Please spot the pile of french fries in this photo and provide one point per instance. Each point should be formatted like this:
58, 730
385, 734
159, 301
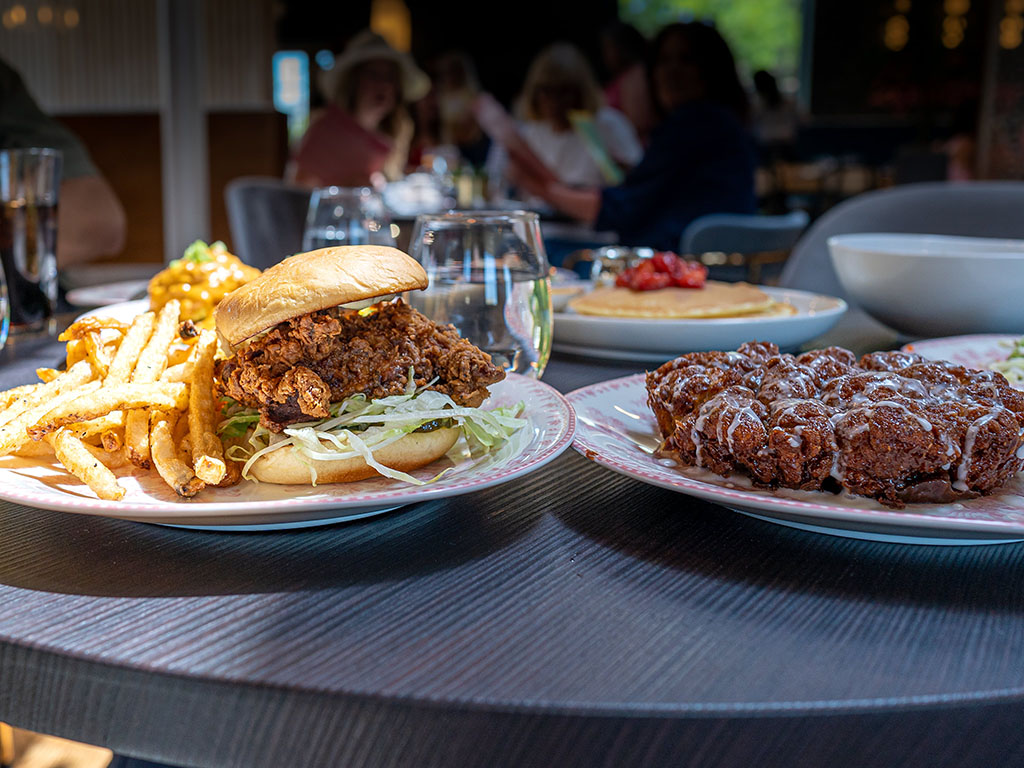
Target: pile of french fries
138, 393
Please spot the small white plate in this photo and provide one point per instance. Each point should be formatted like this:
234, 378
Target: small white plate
617, 430
974, 351
111, 293
252, 506
646, 340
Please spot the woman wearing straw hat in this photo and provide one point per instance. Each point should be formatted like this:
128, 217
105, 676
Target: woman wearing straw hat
366, 128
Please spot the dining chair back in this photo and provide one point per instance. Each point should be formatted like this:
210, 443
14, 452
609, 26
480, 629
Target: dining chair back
991, 209
735, 246
266, 217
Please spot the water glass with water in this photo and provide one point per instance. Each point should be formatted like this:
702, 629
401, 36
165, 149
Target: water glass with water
29, 183
346, 216
488, 278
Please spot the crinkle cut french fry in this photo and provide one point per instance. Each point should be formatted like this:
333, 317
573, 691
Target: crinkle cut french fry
118, 397
131, 347
113, 460
92, 427
78, 460
153, 360
208, 453
176, 473
137, 438
113, 440
15, 421
179, 372
152, 364
92, 324
34, 450
97, 353
75, 352
11, 396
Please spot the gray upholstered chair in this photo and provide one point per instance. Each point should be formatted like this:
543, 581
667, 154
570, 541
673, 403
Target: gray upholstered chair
266, 217
740, 246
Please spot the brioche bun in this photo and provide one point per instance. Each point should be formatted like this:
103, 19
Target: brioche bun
288, 466
310, 282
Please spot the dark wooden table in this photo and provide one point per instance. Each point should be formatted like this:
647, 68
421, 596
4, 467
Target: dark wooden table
572, 617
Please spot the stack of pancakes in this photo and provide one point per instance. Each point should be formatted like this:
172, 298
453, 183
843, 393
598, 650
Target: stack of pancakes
714, 300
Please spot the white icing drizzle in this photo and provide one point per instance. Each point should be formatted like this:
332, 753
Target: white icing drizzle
972, 434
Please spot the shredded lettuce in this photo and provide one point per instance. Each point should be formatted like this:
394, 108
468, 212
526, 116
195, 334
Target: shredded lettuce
358, 427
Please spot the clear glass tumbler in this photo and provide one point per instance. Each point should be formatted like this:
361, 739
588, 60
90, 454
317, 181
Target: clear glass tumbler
29, 183
488, 278
346, 216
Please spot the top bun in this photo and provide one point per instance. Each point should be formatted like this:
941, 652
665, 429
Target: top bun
310, 282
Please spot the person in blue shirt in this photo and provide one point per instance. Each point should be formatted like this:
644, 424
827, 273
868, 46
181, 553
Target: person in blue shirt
701, 158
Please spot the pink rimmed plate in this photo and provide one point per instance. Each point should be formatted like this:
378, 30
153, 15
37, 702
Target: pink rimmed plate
617, 430
978, 350
251, 506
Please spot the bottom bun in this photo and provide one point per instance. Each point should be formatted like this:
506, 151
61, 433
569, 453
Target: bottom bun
289, 467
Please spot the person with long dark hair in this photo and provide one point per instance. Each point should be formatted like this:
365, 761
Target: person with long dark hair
700, 159
624, 50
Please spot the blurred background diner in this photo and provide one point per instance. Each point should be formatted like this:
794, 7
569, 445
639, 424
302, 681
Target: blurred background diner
742, 133
623, 121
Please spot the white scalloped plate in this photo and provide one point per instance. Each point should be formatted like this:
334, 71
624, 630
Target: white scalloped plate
617, 430
252, 506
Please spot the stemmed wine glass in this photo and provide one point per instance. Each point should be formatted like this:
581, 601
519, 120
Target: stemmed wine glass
346, 216
488, 278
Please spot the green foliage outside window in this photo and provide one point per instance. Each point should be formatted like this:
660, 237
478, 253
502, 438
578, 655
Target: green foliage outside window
763, 34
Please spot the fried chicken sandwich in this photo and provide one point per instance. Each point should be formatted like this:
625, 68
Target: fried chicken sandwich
333, 380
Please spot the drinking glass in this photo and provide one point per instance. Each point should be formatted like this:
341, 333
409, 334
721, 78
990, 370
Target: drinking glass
4, 309
488, 278
346, 216
29, 182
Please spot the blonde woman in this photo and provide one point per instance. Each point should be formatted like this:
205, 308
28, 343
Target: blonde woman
365, 131
559, 86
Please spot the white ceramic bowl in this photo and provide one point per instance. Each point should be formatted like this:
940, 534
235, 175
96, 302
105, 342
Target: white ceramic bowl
931, 285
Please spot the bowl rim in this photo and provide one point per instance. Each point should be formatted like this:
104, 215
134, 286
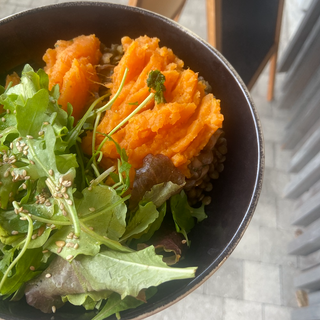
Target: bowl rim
231, 245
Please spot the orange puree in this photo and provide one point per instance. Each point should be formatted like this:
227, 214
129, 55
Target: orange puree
71, 65
179, 128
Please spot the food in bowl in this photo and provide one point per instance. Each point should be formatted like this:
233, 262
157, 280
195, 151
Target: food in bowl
88, 187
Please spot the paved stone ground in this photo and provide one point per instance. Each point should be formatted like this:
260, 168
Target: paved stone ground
256, 282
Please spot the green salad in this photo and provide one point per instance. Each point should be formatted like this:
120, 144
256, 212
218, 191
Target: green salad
65, 235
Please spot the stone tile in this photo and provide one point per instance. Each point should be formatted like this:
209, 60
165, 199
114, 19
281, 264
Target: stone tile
173, 312
273, 129
6, 10
305, 262
194, 306
271, 312
285, 213
273, 246
242, 310
282, 157
197, 306
227, 281
261, 104
274, 182
249, 246
266, 212
288, 297
262, 282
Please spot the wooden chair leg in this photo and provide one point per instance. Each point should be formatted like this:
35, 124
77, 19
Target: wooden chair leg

The task >>
Copy the listing from the line containing "Please spot the green salad" through the end of the listing, and replace "stone tile" with "paving slab" wherever it occurs. Leave everything else unchanged.

Written solution >>
Please spot the green salad in this photo and provide one point per instance. Each point should be formatted like this:
120, 144
256, 212
218, 191
Target: green salad
65, 235
Please spot the paving slab in this photo and provide one point per instance. Each point should be formatted like this:
209, 60
165, 199
114, 19
281, 264
Target: paving slab
173, 312
273, 129
6, 10
305, 262
194, 306
271, 312
285, 213
273, 246
242, 310
282, 157
197, 306
227, 281
261, 104
274, 182
249, 246
266, 212
288, 297
262, 282
Please spot the wooden chair leg in this photo and provide one point per instance. Each point should be formatted like this:
35, 124
77, 19
Target: wooden chair leg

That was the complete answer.